** DIRECTIONS FOR THIS TASK **
Each line from the one containing "of the gravel" to the end of the entries is to be repeated exactly, and no other line.

Point localization data:
++++++++++

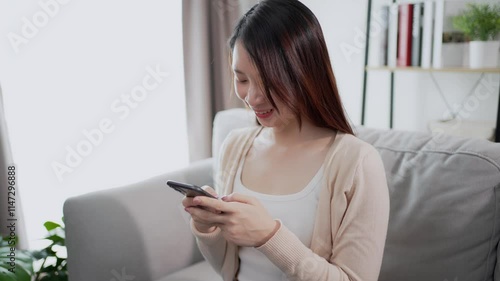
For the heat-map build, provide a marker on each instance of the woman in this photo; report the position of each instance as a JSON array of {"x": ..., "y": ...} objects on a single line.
[{"x": 305, "y": 199}]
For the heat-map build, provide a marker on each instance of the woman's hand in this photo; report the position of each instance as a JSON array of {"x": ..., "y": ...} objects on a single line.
[
  {"x": 242, "y": 219},
  {"x": 200, "y": 224}
]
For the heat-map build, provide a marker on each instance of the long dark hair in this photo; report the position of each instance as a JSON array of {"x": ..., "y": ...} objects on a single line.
[{"x": 285, "y": 42}]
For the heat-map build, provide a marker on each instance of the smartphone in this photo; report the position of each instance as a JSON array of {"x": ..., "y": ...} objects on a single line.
[{"x": 189, "y": 190}]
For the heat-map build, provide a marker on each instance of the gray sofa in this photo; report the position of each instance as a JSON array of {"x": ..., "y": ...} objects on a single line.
[{"x": 444, "y": 220}]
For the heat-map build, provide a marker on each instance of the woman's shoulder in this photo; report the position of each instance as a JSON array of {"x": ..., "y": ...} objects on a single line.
[{"x": 241, "y": 134}]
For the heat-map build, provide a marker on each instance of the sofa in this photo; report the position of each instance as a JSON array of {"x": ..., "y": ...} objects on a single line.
[{"x": 444, "y": 222}]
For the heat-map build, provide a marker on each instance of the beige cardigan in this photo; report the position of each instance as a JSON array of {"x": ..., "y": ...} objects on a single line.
[{"x": 350, "y": 225}]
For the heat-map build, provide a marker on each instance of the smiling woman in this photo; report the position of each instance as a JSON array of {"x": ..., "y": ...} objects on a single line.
[{"x": 92, "y": 98}]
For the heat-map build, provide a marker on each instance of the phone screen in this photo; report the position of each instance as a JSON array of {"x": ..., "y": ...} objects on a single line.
[{"x": 189, "y": 190}]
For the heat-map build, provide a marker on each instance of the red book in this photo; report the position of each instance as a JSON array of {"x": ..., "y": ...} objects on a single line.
[{"x": 404, "y": 34}]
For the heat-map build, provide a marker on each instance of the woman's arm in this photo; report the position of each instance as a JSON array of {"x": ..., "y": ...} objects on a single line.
[{"x": 358, "y": 247}]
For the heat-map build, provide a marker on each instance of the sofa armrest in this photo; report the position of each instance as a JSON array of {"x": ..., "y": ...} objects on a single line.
[{"x": 140, "y": 230}]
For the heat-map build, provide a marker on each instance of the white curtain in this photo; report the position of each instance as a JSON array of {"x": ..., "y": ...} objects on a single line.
[{"x": 11, "y": 216}]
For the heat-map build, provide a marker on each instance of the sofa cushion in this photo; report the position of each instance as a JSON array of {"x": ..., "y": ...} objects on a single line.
[{"x": 445, "y": 206}]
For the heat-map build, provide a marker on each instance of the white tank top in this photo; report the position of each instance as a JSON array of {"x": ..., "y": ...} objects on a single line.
[{"x": 296, "y": 211}]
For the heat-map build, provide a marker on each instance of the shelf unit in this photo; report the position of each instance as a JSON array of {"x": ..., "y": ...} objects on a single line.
[{"x": 392, "y": 71}]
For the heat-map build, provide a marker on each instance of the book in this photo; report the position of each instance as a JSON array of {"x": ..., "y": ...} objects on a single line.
[
  {"x": 416, "y": 34},
  {"x": 427, "y": 30},
  {"x": 404, "y": 35}
]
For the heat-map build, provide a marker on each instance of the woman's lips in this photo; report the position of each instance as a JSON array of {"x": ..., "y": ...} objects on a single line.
[{"x": 264, "y": 114}]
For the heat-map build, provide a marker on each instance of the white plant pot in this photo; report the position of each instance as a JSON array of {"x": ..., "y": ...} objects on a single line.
[{"x": 483, "y": 54}]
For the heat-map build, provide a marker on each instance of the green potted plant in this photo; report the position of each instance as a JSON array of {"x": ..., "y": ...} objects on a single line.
[{"x": 481, "y": 23}]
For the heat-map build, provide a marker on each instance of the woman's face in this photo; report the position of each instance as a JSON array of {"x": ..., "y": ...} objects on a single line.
[{"x": 248, "y": 87}]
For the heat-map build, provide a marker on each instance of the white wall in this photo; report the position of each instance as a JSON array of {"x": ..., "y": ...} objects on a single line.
[
  {"x": 71, "y": 74},
  {"x": 417, "y": 99}
]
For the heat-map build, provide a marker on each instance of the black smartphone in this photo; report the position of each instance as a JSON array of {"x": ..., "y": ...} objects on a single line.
[{"x": 189, "y": 190}]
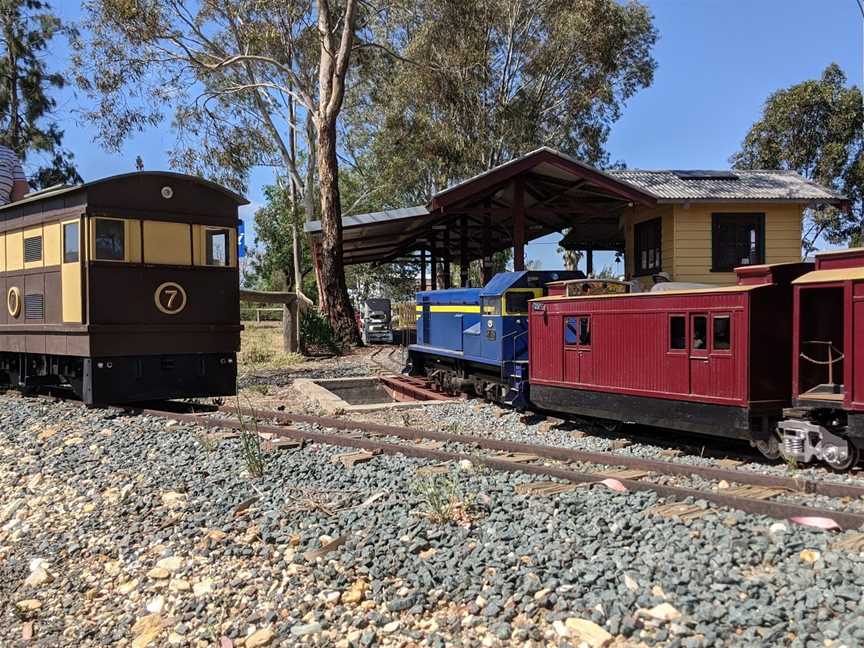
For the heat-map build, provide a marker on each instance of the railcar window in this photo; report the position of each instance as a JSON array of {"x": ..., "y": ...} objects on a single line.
[
  {"x": 571, "y": 330},
  {"x": 491, "y": 305},
  {"x": 700, "y": 332},
  {"x": 677, "y": 332},
  {"x": 217, "y": 247},
  {"x": 585, "y": 331},
  {"x": 110, "y": 240},
  {"x": 577, "y": 330},
  {"x": 517, "y": 303},
  {"x": 722, "y": 332},
  {"x": 70, "y": 243},
  {"x": 32, "y": 249}
]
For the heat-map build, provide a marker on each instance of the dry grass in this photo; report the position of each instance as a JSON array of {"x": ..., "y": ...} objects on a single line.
[{"x": 261, "y": 348}]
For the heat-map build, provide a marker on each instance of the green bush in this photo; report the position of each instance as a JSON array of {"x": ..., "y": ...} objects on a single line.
[{"x": 316, "y": 332}]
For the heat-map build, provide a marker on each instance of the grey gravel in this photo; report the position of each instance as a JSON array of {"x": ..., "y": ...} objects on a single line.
[{"x": 102, "y": 497}]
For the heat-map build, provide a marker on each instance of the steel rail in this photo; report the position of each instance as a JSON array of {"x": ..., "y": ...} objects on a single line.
[
  {"x": 779, "y": 510},
  {"x": 796, "y": 485}
]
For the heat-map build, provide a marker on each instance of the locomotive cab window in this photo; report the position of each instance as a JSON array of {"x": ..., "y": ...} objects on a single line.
[
  {"x": 70, "y": 243},
  {"x": 722, "y": 332},
  {"x": 516, "y": 303},
  {"x": 677, "y": 332},
  {"x": 216, "y": 245},
  {"x": 491, "y": 305},
  {"x": 110, "y": 239}
]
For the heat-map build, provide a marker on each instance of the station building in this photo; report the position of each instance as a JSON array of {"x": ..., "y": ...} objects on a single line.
[{"x": 684, "y": 225}]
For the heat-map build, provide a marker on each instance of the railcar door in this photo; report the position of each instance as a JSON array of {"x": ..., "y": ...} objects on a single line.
[
  {"x": 70, "y": 272},
  {"x": 578, "y": 365},
  {"x": 700, "y": 370}
]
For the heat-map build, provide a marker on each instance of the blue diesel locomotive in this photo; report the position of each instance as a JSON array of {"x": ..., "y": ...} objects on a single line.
[{"x": 476, "y": 339}]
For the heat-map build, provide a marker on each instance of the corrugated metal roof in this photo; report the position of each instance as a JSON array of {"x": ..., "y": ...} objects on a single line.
[
  {"x": 372, "y": 217},
  {"x": 726, "y": 185},
  {"x": 838, "y": 274}
]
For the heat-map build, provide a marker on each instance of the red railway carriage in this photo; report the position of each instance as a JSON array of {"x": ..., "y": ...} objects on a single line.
[
  {"x": 713, "y": 361},
  {"x": 827, "y": 420}
]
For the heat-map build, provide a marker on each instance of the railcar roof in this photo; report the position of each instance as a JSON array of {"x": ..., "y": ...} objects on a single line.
[
  {"x": 665, "y": 293},
  {"x": 836, "y": 274},
  {"x": 59, "y": 190}
]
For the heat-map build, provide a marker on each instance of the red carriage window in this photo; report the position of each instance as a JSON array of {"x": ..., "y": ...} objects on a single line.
[
  {"x": 700, "y": 332},
  {"x": 722, "y": 333},
  {"x": 571, "y": 330},
  {"x": 585, "y": 331},
  {"x": 677, "y": 332}
]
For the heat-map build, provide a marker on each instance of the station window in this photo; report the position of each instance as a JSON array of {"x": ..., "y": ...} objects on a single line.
[
  {"x": 70, "y": 243},
  {"x": 577, "y": 330},
  {"x": 34, "y": 306},
  {"x": 216, "y": 243},
  {"x": 677, "y": 332},
  {"x": 110, "y": 240},
  {"x": 648, "y": 240},
  {"x": 32, "y": 249},
  {"x": 700, "y": 332},
  {"x": 517, "y": 302},
  {"x": 722, "y": 333},
  {"x": 737, "y": 240}
]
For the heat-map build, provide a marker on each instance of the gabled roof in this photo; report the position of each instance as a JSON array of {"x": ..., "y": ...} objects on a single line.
[
  {"x": 547, "y": 161},
  {"x": 727, "y": 185}
]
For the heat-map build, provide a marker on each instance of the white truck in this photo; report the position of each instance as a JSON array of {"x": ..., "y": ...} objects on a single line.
[{"x": 377, "y": 321}]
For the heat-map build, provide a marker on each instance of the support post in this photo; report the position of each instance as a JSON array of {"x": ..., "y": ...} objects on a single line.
[
  {"x": 518, "y": 224},
  {"x": 445, "y": 253},
  {"x": 487, "y": 236},
  {"x": 463, "y": 251}
]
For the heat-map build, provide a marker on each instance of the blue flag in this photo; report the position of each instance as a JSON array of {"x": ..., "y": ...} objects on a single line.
[{"x": 241, "y": 240}]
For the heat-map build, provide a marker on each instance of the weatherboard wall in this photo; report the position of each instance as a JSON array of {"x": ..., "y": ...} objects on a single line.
[{"x": 692, "y": 232}]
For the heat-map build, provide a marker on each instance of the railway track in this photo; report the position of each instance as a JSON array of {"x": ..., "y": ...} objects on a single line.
[{"x": 529, "y": 457}]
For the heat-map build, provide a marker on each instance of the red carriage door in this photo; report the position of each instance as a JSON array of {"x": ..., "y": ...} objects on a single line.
[
  {"x": 721, "y": 362},
  {"x": 700, "y": 370},
  {"x": 578, "y": 365}
]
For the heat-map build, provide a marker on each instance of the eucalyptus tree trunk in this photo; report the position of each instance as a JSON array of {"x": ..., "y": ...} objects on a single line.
[{"x": 336, "y": 304}]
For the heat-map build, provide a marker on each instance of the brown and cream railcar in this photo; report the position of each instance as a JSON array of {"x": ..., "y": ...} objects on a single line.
[{"x": 125, "y": 288}]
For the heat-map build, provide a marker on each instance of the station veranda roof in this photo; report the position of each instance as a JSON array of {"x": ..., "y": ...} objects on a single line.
[
  {"x": 537, "y": 194},
  {"x": 547, "y": 191}
]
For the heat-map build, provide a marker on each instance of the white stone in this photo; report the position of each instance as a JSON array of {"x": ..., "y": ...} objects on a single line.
[{"x": 155, "y": 605}]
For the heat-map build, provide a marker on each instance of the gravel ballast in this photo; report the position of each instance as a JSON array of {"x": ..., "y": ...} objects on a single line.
[{"x": 133, "y": 531}]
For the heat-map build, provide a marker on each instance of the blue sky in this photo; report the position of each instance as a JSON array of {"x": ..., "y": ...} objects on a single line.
[{"x": 718, "y": 60}]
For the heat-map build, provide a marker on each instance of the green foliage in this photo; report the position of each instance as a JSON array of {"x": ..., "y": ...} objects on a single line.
[
  {"x": 442, "y": 499},
  {"x": 489, "y": 80},
  {"x": 817, "y": 129},
  {"x": 251, "y": 447},
  {"x": 316, "y": 332},
  {"x": 26, "y": 107}
]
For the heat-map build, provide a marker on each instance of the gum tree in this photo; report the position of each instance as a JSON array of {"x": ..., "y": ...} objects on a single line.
[
  {"x": 817, "y": 129},
  {"x": 229, "y": 74}
]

++++++++++

** COMPLETED EXERCISE **
For the heat-map build, provide a marker on each instance of the gravel ballast in this photo; report the position of each instance as a JSON array of {"x": ..., "y": ...} objects on a single line.
[{"x": 133, "y": 531}]
For the heat-map build, provide a marker on each instance of the blue sky in this photo; report the position of each instance as a JSON array of {"x": ..., "y": ...} objects on a single line.
[{"x": 718, "y": 60}]
For the heat-map build, provide a marker on each instance of the green foliage in this photo; report the position of each instance as a JSON array of {"x": ..., "y": ...} objects on a single line.
[
  {"x": 442, "y": 499},
  {"x": 489, "y": 80},
  {"x": 817, "y": 129},
  {"x": 251, "y": 447},
  {"x": 316, "y": 332},
  {"x": 26, "y": 107}
]
For the heat-map build, provide a marker on each instance of the gum tree in this photo; report the position of each instance as a JSON array of {"x": ..., "y": ...} objects on a single line.
[
  {"x": 817, "y": 129},
  {"x": 229, "y": 74}
]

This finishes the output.